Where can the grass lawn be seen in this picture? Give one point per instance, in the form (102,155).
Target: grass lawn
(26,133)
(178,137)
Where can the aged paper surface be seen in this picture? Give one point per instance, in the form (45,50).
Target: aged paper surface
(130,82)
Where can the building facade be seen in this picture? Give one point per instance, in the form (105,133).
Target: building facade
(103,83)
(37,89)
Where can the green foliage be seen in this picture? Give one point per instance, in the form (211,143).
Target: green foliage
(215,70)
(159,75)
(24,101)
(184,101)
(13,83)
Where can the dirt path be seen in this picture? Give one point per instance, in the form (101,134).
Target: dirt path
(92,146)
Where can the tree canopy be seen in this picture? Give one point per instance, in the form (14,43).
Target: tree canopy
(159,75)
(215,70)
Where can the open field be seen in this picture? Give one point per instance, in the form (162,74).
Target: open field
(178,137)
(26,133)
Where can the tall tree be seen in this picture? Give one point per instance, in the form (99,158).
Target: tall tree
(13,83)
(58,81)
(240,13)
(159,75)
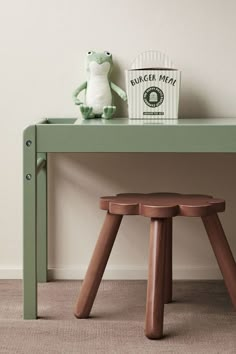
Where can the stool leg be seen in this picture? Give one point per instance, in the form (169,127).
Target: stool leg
(155,288)
(97,265)
(222,252)
(168,264)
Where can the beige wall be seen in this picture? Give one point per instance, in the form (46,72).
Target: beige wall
(41,62)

Exercise requirements: Of the lines above, show those in which "point" appears.

Problem solution:
Where can the grass lawn be seen in this picture? Give one point per instance, in the form (102,155).
Where can the aged paper surface be seen in this picture? Give one point per instance, in the form (45,50).
Where can the building facade be seen in this picture? Give one point per instance, in the form (105,133).
Where can the green foliage be seen in this picture? Give one point per instance, in the form (211,143).
Where can the dirt path be seen in this picture? Give one point per instance, in the form (101,134).
Where can the tree canopy be seen in this picture? Give one point per instance, in the form (14,43).
Where can the open field be seen in this picture? Give one point per instance, in the form (162,74).
Where can the tall tree be seen in this picture? Give one point per instance, in the form (99,158).
Where can the stool leg be seen in this picture? Give one point per instance, in the form (169,127).
Where can the beige wall be seen in this picture? Give one point per instance, in the form (46,72).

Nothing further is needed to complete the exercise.